In the records below, the line with "point(299, 671)" opens the range and the line with "point(6, 144)" closes it; print that range exactly and nothing else.

▸ Material supplied:
════
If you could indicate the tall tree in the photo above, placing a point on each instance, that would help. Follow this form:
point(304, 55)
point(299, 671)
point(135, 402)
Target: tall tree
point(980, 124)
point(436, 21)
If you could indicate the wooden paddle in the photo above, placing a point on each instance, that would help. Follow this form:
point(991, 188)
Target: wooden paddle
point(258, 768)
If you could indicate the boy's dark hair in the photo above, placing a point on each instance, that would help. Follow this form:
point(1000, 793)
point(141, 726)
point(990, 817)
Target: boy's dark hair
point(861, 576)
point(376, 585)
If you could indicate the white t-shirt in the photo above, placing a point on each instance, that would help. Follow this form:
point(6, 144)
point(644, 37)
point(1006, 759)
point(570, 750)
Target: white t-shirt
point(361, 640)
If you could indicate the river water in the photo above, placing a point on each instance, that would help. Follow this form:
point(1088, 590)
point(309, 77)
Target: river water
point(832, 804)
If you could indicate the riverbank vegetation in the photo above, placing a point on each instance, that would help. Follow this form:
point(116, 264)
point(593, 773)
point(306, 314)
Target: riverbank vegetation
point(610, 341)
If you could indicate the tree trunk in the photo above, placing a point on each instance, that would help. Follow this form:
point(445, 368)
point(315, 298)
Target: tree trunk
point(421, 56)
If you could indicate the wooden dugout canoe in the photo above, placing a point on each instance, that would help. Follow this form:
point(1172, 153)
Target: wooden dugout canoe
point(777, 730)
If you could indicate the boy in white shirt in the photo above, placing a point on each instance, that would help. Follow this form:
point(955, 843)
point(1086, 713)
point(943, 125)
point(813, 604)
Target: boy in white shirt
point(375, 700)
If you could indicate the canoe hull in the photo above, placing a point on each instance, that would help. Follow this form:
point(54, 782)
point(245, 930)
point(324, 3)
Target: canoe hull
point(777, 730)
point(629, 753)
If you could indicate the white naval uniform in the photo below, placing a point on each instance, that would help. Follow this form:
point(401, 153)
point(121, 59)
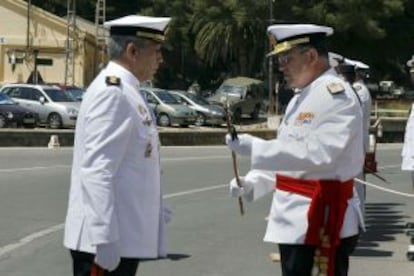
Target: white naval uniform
point(319, 138)
point(115, 193)
point(407, 153)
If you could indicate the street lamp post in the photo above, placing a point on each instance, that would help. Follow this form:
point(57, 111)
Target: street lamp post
point(272, 95)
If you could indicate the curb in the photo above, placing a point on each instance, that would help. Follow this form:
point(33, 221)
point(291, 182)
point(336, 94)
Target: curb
point(181, 137)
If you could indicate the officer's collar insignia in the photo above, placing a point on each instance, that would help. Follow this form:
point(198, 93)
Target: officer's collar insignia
point(304, 118)
point(335, 87)
point(142, 110)
point(113, 80)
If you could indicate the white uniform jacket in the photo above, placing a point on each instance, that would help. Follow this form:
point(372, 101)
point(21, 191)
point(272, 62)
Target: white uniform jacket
point(366, 102)
point(319, 138)
point(115, 193)
point(408, 147)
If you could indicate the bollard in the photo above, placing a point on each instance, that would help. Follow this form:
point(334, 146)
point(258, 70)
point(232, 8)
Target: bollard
point(410, 233)
point(53, 142)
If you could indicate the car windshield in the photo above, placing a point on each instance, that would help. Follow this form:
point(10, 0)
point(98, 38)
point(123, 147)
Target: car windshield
point(230, 89)
point(76, 93)
point(166, 97)
point(197, 99)
point(4, 99)
point(58, 95)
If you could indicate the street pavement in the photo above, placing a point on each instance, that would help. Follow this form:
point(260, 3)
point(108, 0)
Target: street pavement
point(207, 236)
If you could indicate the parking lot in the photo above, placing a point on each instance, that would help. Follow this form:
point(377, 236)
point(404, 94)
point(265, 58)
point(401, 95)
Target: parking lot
point(207, 235)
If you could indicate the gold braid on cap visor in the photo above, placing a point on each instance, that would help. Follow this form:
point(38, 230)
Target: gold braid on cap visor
point(157, 37)
point(286, 45)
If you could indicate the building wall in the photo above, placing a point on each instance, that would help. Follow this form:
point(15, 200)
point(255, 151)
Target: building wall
point(47, 34)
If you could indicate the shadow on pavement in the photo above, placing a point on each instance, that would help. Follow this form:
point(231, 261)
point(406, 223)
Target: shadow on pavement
point(383, 221)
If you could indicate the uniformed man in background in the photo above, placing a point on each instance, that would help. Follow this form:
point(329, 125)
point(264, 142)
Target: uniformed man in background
point(115, 213)
point(315, 216)
point(351, 70)
point(407, 153)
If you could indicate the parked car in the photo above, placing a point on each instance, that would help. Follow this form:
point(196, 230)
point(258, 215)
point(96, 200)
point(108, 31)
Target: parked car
point(13, 115)
point(243, 95)
point(167, 109)
point(207, 113)
point(53, 105)
point(75, 91)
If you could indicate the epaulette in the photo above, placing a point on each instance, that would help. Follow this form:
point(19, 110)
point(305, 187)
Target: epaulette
point(113, 80)
point(357, 87)
point(335, 87)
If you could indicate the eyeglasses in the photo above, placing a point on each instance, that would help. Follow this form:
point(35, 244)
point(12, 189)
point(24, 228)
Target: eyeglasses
point(284, 58)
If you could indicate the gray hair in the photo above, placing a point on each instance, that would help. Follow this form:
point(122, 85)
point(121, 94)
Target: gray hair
point(117, 45)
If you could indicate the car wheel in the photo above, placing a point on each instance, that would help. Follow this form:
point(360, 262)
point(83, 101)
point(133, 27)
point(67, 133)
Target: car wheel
point(29, 125)
point(200, 119)
point(2, 121)
point(255, 113)
point(54, 121)
point(236, 116)
point(163, 120)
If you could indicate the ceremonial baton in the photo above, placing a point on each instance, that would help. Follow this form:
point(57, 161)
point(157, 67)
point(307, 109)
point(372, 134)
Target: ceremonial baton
point(375, 174)
point(232, 130)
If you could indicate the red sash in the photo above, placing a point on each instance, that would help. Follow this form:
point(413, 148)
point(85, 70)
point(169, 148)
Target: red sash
point(326, 212)
point(97, 270)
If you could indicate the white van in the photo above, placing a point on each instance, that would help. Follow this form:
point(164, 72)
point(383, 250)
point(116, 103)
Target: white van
point(55, 108)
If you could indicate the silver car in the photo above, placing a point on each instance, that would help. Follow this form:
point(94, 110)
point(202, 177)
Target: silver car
point(207, 113)
point(56, 109)
point(167, 109)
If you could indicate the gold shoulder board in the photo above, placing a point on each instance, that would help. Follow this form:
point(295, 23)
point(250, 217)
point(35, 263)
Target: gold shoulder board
point(113, 80)
point(335, 87)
════
▸ Result for this exercise:
point(299, 671)
point(135, 402)
Target: tall tree
point(980, 124)
point(436, 21)
If you could indicate the wooden paddle in the photo above, placing a point on each instance, that would help. Follow this form:
point(991, 188)
Target: wooden paddle
point(258, 768)
If you could indicate the boy's dark hair in the photo above, placing a point on each instance, that would help. Follow this form:
point(1000, 793)
point(141, 726)
point(990, 817)
Target: boy's dark hair
point(861, 576)
point(376, 585)
If you could indicate the white t-shirt in the photo above, placing a point on each instance, that would help. Follow this form:
point(6, 144)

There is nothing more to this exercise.